## REQUIREMENTS
Quote every line of the listing below word for word.

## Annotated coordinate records
----------
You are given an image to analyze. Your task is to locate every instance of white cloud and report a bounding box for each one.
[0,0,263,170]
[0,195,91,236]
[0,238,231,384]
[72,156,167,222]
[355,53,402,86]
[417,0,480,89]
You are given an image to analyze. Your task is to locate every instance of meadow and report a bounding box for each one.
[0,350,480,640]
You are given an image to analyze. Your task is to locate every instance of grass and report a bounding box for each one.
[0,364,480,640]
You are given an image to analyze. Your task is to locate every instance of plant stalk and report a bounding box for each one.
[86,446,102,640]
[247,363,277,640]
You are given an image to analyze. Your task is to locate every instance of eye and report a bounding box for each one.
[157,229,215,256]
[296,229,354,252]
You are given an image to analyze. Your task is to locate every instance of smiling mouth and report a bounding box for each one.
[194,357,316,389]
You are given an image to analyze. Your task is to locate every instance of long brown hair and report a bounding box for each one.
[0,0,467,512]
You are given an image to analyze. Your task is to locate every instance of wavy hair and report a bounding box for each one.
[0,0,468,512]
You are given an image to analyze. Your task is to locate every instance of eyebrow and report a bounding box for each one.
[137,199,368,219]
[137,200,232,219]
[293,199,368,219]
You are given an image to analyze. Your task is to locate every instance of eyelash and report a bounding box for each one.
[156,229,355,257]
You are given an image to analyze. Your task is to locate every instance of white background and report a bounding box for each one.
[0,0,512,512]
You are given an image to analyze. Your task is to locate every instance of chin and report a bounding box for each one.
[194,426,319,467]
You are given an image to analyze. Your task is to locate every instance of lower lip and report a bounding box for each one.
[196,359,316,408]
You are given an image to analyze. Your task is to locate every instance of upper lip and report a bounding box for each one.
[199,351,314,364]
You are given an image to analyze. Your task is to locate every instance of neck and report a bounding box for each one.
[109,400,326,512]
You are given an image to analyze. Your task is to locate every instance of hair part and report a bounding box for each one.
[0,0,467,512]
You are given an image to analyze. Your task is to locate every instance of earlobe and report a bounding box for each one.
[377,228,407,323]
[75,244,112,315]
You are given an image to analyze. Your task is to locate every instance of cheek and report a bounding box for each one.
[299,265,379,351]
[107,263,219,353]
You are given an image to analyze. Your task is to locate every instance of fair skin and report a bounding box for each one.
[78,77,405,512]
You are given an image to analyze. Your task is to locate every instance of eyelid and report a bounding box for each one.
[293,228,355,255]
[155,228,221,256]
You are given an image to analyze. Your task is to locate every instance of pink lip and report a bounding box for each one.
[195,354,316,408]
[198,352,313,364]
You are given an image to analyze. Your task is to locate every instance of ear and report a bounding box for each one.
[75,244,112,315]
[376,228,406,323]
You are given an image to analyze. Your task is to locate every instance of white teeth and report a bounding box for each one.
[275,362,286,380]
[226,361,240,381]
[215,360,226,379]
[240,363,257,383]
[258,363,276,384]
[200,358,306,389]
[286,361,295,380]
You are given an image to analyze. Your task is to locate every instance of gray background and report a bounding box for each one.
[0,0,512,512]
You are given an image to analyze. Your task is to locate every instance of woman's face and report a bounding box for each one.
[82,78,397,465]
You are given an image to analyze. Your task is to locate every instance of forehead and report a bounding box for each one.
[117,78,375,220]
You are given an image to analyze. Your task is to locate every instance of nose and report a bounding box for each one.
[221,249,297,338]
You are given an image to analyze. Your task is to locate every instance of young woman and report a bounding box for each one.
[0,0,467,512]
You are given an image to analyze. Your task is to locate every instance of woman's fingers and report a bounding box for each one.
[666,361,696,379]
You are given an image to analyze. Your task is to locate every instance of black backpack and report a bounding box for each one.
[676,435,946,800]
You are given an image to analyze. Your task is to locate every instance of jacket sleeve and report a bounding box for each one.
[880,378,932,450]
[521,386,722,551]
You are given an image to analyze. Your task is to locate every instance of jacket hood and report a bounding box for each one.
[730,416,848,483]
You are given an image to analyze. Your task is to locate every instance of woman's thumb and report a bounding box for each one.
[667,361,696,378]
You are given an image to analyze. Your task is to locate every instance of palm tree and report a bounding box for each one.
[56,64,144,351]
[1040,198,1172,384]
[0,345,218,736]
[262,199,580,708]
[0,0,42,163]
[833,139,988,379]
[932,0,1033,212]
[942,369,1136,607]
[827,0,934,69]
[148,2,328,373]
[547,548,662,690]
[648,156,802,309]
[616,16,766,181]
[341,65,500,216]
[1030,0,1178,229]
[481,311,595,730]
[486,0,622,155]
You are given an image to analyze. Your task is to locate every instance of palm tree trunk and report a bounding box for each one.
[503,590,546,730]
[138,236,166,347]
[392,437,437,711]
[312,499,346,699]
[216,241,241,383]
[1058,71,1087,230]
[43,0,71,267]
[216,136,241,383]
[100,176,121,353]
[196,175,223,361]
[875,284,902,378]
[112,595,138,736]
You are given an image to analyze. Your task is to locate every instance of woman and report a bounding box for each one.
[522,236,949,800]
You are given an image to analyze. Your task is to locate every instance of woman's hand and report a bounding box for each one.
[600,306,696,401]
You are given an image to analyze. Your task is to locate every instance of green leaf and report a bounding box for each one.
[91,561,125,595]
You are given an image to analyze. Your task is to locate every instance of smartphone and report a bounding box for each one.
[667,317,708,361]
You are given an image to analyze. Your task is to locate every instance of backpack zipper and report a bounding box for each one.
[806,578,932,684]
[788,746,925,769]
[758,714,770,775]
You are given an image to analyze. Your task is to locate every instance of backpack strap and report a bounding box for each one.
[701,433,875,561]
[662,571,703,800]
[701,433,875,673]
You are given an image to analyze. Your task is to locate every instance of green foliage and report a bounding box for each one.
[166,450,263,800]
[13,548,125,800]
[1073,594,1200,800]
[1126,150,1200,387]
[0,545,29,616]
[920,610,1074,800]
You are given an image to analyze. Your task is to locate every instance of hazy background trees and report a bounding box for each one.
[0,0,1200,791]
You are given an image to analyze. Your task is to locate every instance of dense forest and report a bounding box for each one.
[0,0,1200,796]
----------
## THE RESULT
You are given an image to analyze. Your task is to locate every instance of white cloud and report a bounding box for each one.
[0,0,263,170]
[0,195,91,236]
[0,238,231,384]
[72,156,167,222]
[355,53,402,86]
[417,0,480,89]
You are given an image to analyze. Your task is to locate every instance of meadow and report a bounding box for each one.
[0,350,480,640]
You are given an image to analyze. Your task is to locate every instance of grass and report a bounding box for each one.
[0,364,480,640]
You are given an image to analyze. Your task is to locate every instance of plant stalk and report a bounding box for each one.
[86,446,102,640]
[247,363,277,640]
You are given an image to analyze. Your task is to locate every instance of eye and report a bounding box for each one.
[157,229,215,256]
[296,229,354,252]
You are given an image to analyze. Your task is to locate every instance of smiling mouth and report a bounding box for each one.
[194,357,316,389]
You are given an image to analyze. Your task is to locate every instance of long brown hair and report a bounding box for each one.
[0,0,467,512]
You are given an image to analyze. Your task is to locate every instance of wavy hair and report a bounding box for each one.
[0,0,468,512]
You are given an image to analyze. Your task is to locate every instance of eyebrow and report a bounding box for each one.
[137,199,368,219]
[137,200,232,219]
[293,199,368,219]
You are given an image to analyze. Your task is to locate every instance of eyelash and report a bounding box for each one.
[156,229,355,257]
You are given an image to analyze. Your task is to locate every instance of white background and report a bounding box for each one.
[0,0,512,512]
You are given an image to analyze. Your task is to locate every instance of chin and report a bounding box for each one.
[194,426,319,467]
You are given an image to analyze. Your task is to locate every instance of lower lip and report a bounding box for each one.
[196,359,316,408]
You are given an image to analyze. Your task is to locate every instance of upper lip and report a bounding box for each one.
[199,351,314,364]
You are given an image to analyze. Your task is to locate every instance of neck and report a bounding box for each one.
[109,400,326,512]
You are given an image to analyze. Your task is to locate every instance of hair part and report a bounding box for each one.
[0,0,467,512]
You are given an image to analyze. Your task is to locate every instance of earlobe and report a bounding box for each one.
[377,228,407,323]
[75,244,112,315]
You are given an image to analyze. Your task is to locate every instance of cheek and report a bounding box for each one.
[299,265,379,351]
[107,263,219,353]
You are given an image to analyze. Your task is to locate every instance of fair skin and report a bounding box for each one.
[78,77,405,512]
You are given an image to analyze. Your task is to locate every instance of eyelid and report a bounding box for each one.
[293,228,355,255]
[155,228,221,256]
You are given an image to analyze. Your task is to locate every instance of pink lip and report a bounding box for each one.
[195,354,316,408]
[198,352,313,364]
You are given an image to analyze. Your task is to locate every instance of ear and report a bounding box for each one.
[75,244,112,315]
[376,228,406,323]
You are given an image to analyze. Your task is to locate every instance of white teeth and report a bounding box for each one.
[275,362,286,380]
[226,361,240,381]
[215,360,226,379]
[240,363,257,383]
[258,363,276,384]
[200,358,306,389]
[286,361,295,380]
You are given an image to analyze. Your task is to locate every instance of gray background and report a bounding box for each one.
[0,0,512,512]
You are given an image to analyze. Your task is to locate every instance of woman's face and report a bounding box for each one.
[82,78,397,465]
You are given an image to analyze. Your task is to locate every instance of forehead and report a bounding box for each one.
[117,78,375,220]
You are given an image to analyze. Your task is to locate every instance of nose and report a bounding box for each one.
[221,249,297,338]
You are given an image to analyze. Your task is to locate every instance of young woman and report a bounding box for each one.
[0,0,467,512]
You are given an image to analyze. Your task is to locate every instance of woman's fingers and report a bounding box for each one.
[666,361,696,379]
You are given an image to analyze. Your task is to locate every instance of black backpack and report a bounding box for each one.
[676,435,946,800]
You are given an image to analyze. Your task is to locate every instance of jacket sleeve and report a bounding box for each one.
[880,378,932,450]
[521,386,722,551]
You are given an image to analyze. Your task is to locate every instance of jacket hood and report a bounding box for each one.
[730,416,848,483]
You are given an image to analyze. Your task is to locate every instance of woman's thumb and report a bounding box for each one.
[667,361,696,378]
You are given an image to analyze. Your task is to locate every instance of palm tree and report a bounding box for each one.
[56,64,144,351]
[1040,198,1172,384]
[0,345,218,736]
[262,199,580,708]
[0,0,42,163]
[833,139,988,379]
[932,0,1033,212]
[942,369,1136,607]
[827,0,934,69]
[148,2,328,373]
[547,548,662,690]
[648,156,802,309]
[616,16,766,181]
[341,65,500,216]
[1030,0,1178,229]
[481,311,595,730]
[486,0,622,155]
You are given an image to analyze. Your task is to locate every instance of palm tree trunk and report a bounding box for each one.
[503,590,546,730]
[138,236,166,347]
[392,437,437,711]
[312,499,346,699]
[216,241,241,383]
[1058,71,1087,230]
[43,0,71,267]
[216,136,241,383]
[100,176,121,353]
[196,175,223,361]
[875,284,902,378]
[112,595,138,736]
You are given an image to analyze. Your task is to locate every instance of woman and report a bounding box for each one.
[522,236,949,800]
You are given an image to analyze. Your task is to locate every instance of woman's hand and report a bounding box for each one.
[600,306,696,401]
You are given an image to analyze. Your task is to locate every instance of green leaf and report a bounding box for each one.
[91,561,125,595]
You are given an image to analyze. Your task is to locate every instance of smartphone and report a bounding box for each one.
[667,317,708,361]
You are given an image to analyze. Your task is to locate every instance of backpack zipper and report a bounding box for each one.
[806,578,932,684]
[788,746,925,769]
[758,714,770,775]
You are given an image to analyze. Your task is to locate every instance of backpack strap and report a bounding box for each one.
[701,433,875,561]
[662,571,703,800]
[701,433,875,673]
You are given an image to analyze. Your task is to locate every instance of green foliage and report a bounding box for each one.
[166,450,263,800]
[13,548,125,800]
[1073,594,1200,800]
[1126,150,1200,387]
[0,545,29,616]
[920,610,1074,800]
You are given an image to analyze. Your task is to locate every instance of hazy background trees and report a bounding box for each one.
[0,0,1200,791]
You are given an image to analyze. Your task is to locate every instance of dense forest and report a bounding box for each one.
[0,0,1200,796]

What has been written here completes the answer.